What you are asked to do – Copy exactly the lines of the data below that run from the line holding "Target: shirt collar" through the line holding "Target: sage leaf", both ends included.
----- Given records
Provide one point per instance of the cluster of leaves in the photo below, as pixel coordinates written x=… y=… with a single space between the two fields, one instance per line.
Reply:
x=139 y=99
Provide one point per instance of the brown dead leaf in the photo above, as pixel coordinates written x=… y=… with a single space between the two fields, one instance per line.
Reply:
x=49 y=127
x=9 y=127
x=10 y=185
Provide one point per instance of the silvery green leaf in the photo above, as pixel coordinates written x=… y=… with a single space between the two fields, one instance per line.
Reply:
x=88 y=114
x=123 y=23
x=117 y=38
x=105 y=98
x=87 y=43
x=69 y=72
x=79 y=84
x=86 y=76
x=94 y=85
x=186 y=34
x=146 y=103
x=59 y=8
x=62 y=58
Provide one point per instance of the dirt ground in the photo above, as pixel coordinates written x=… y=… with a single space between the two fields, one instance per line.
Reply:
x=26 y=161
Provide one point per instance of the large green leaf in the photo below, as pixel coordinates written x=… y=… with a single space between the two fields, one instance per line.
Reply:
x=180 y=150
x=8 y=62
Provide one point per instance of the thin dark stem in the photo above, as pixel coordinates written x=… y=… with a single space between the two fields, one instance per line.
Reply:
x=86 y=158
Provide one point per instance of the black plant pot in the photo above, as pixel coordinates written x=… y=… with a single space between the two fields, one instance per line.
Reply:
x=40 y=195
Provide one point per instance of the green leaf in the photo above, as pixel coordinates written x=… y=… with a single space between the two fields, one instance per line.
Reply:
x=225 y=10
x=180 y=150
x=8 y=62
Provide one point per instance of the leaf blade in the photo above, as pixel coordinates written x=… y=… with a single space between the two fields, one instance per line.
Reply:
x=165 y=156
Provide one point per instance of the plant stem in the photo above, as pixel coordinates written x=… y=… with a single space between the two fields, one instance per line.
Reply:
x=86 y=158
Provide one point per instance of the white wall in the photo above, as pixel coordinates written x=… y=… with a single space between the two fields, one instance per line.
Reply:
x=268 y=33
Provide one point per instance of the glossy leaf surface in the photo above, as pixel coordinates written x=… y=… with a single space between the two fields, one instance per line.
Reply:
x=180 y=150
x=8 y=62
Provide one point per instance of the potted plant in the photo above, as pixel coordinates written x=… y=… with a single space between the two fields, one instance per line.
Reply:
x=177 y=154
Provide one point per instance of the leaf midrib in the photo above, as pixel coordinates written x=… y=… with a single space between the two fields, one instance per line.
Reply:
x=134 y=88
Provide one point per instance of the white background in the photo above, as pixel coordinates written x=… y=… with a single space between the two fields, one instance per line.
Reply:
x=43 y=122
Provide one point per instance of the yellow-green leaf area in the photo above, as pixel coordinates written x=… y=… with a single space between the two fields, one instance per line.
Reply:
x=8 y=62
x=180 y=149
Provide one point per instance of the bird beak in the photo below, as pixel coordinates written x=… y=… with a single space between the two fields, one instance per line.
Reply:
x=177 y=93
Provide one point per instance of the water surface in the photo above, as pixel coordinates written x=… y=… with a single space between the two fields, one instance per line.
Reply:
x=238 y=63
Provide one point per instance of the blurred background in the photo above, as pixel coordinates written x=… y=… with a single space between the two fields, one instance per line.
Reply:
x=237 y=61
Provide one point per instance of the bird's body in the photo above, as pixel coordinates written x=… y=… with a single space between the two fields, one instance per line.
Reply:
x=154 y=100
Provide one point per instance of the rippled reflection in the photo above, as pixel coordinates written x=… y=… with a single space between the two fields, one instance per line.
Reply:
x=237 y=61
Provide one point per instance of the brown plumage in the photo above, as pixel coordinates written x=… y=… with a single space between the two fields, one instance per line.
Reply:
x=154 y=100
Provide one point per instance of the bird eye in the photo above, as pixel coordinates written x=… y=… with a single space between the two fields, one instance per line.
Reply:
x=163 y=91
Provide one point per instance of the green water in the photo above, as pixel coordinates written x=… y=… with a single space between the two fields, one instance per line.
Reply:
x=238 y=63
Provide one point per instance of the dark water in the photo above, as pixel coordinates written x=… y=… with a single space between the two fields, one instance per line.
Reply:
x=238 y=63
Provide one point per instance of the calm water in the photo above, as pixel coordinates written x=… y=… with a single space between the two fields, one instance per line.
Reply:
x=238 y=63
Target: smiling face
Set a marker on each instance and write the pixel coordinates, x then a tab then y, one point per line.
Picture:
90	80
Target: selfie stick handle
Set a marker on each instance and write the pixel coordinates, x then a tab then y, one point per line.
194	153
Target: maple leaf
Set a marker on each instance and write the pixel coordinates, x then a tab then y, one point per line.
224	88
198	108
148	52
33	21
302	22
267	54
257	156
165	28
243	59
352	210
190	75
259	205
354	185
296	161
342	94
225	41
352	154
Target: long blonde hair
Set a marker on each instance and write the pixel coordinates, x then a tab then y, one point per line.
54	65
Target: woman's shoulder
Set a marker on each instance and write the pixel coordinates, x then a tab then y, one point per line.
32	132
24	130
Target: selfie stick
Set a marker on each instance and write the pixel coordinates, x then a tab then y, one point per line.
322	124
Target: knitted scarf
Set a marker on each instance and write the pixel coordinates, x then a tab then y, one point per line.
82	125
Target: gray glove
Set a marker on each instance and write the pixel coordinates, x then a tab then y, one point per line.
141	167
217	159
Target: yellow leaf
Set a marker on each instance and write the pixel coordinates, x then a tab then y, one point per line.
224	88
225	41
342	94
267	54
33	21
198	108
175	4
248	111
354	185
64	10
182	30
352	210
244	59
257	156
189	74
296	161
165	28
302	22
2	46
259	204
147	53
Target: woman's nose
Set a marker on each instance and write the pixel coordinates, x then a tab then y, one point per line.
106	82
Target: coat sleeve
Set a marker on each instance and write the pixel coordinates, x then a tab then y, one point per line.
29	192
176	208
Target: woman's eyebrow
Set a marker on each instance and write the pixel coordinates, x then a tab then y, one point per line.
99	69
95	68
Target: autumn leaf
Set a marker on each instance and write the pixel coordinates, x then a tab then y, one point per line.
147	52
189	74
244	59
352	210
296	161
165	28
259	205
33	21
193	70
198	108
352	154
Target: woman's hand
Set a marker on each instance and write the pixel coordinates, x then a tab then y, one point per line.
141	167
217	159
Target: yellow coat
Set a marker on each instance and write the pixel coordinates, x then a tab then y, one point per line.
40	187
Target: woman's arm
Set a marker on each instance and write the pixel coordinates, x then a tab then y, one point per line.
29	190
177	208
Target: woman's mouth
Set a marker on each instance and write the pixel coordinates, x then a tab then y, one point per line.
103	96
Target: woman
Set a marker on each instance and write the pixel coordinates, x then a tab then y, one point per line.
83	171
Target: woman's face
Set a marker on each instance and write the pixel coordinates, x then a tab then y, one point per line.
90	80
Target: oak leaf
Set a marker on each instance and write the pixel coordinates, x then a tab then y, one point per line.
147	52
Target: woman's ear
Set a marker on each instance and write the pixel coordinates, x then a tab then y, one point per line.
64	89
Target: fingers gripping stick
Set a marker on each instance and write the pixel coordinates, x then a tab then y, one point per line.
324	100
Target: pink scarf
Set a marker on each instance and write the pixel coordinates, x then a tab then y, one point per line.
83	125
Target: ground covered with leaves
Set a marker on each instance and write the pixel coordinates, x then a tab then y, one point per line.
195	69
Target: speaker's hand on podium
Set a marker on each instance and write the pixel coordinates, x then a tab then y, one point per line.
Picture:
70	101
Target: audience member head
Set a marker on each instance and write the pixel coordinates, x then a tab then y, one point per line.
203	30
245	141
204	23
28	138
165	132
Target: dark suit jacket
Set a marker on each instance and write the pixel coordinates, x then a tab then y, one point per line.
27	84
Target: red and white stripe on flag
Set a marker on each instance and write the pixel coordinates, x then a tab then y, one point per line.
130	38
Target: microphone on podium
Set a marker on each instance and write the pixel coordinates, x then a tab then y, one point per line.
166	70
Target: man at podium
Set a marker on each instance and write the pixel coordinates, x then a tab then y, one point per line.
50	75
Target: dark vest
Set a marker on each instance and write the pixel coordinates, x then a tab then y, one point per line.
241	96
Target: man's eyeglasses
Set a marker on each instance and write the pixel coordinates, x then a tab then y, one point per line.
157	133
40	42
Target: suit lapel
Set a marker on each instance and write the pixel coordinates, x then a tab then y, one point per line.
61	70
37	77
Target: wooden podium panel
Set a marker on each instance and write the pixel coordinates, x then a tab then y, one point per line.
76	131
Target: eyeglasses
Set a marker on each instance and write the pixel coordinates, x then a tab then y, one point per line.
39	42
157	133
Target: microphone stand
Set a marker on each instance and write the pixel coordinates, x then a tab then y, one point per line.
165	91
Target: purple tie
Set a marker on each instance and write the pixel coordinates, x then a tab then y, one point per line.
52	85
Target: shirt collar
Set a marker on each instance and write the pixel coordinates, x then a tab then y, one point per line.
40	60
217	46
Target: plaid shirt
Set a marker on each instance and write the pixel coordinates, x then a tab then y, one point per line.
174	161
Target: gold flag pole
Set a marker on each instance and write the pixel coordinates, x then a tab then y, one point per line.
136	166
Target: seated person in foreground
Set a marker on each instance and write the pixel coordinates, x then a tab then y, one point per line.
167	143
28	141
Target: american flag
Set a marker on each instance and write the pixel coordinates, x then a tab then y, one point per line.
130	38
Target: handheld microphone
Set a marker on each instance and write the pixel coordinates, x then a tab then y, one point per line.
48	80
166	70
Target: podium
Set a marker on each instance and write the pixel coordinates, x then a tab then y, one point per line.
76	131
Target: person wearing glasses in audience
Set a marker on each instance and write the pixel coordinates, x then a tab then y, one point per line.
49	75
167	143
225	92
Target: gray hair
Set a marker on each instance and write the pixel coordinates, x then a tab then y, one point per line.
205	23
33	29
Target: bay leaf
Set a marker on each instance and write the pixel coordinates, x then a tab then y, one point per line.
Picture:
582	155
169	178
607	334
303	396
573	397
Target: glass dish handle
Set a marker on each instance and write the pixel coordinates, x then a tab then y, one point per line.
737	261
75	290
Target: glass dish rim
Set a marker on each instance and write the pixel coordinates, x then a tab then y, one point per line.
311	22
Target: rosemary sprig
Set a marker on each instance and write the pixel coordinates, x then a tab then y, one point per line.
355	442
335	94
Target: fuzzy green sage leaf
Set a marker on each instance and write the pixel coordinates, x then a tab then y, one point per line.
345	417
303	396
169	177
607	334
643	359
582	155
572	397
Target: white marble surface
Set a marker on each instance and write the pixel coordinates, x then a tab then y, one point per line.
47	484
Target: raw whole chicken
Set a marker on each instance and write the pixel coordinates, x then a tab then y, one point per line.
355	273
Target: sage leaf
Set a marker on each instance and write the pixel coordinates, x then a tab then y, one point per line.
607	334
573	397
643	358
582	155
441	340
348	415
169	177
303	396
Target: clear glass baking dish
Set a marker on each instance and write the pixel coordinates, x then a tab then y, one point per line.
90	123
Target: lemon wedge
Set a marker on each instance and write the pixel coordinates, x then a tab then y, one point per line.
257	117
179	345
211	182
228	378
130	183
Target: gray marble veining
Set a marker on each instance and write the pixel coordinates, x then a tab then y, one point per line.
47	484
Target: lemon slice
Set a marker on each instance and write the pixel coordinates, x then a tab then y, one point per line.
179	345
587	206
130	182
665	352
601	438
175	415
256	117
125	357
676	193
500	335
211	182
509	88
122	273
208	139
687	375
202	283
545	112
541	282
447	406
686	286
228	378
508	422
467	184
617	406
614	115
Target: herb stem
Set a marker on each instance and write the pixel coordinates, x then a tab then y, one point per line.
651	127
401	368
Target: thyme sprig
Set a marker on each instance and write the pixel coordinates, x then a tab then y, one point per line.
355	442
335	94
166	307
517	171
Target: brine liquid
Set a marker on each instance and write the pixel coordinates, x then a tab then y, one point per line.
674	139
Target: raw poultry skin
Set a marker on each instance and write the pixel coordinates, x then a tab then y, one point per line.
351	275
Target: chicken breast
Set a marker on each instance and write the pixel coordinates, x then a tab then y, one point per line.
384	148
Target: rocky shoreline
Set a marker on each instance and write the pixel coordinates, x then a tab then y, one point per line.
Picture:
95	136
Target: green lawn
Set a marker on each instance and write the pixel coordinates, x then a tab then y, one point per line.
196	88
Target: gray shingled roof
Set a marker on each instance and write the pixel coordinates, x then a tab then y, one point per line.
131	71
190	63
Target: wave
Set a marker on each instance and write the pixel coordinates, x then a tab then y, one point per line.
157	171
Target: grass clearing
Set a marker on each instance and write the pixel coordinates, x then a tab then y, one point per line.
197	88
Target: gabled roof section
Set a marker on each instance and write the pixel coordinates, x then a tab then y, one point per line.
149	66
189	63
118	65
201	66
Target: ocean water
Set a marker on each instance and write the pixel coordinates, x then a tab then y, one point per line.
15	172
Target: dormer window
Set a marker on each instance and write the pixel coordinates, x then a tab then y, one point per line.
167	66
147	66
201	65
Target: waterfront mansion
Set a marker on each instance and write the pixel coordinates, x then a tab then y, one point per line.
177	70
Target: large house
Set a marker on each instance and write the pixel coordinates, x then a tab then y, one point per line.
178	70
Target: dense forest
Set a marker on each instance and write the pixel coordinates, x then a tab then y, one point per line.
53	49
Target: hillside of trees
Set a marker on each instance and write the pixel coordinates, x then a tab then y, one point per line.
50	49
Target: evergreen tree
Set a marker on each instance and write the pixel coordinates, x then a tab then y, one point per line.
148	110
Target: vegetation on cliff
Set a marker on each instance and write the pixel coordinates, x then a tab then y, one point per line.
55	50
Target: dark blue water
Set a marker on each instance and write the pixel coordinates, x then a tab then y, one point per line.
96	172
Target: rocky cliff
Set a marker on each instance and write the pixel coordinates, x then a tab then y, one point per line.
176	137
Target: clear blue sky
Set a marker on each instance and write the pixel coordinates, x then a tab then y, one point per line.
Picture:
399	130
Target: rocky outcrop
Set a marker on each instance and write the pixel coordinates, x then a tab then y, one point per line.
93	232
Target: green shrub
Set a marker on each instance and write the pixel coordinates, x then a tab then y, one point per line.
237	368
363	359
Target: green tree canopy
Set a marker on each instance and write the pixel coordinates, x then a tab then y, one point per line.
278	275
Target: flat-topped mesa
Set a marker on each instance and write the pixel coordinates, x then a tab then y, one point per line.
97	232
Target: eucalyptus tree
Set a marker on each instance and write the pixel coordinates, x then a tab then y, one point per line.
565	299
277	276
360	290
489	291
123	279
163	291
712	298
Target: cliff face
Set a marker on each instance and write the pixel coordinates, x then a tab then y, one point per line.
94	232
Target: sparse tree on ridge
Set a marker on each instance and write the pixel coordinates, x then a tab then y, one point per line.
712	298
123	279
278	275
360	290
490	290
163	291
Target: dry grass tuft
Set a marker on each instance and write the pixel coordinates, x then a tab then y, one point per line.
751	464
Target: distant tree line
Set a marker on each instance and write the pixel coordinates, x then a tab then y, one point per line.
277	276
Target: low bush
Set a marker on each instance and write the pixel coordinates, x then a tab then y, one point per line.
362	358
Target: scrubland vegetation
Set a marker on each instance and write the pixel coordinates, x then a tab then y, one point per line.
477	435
----------
Output below –
Target: shirt collar
Set a marker on each instance and write the pixel coordinates, x then a tab then y, one point per line.
40	60
217	46
Target: plaid shirt
Set a marker on each instance and write the pixel coordinates, x then a tab then y, one point per line.
174	161
Target: gold flag pole
Set a marker on each instance and write the pixel coordinates, x then a tab then y, one point per line.
136	166
Target: seated person in foreground
Set a marker on each instance and write the pixel coordinates, x then a tab then y, one point per line.
167	143
28	141
Target: american flag
Set a marker on each instance and write the pixel coordinates, x then a tab then y, one point per line.
130	38
Target: handheld microphone
Set a marker on each instance and write the pixel coordinates, x then a tab then y, one point per line.
48	80
166	70
Target: podium
Set a marker on each instance and write the pixel coordinates, x then a tab then y, one point per line.
76	131
Target: person wearing glasses in audience
Set a marker on each instance and write the pixel coordinates, x then a tab then y, one point per line.
49	75
167	143
225	92
Target: gray hair
Set a marker on each instance and write the pixel coordinates, x then a tab then y, one point per line.
205	23
33	29
Target: bay leaf
Set a marker on each instance and write the pixel coordinates, x then a tab then y, one point per line.
Picture:
582	155
169	178
607	334
303	396
573	397
Target: glass dish handle
Set a marker on each instance and write the pixel coordinates, x then a tab then y, one point per line.
737	261
75	290
Target: glass dish rim
Set a marker on each instance and write the pixel coordinates, x then a tab then y, one point per line.
311	22
Target: rosemary sprig
Set a marker on each instance and write the pixel coordinates, x then a tab then y, one point per line.
355	442
335	94
Target: fuzzy green sage leaf
Set a marker on each instance and write the pixel coordinates, x then a tab then y, one point per line.
345	417
303	396
169	177
607	334
643	359
582	155
572	397
Target: white marble surface
Set a marker on each instance and write the pixel coordinates, x then a tab then y, one point per line.
47	484
Target: raw whole chicken
Set a marker on each instance and write the pixel coordinates, x then a tab then y, one point per line.
355	273
Target: sage leaf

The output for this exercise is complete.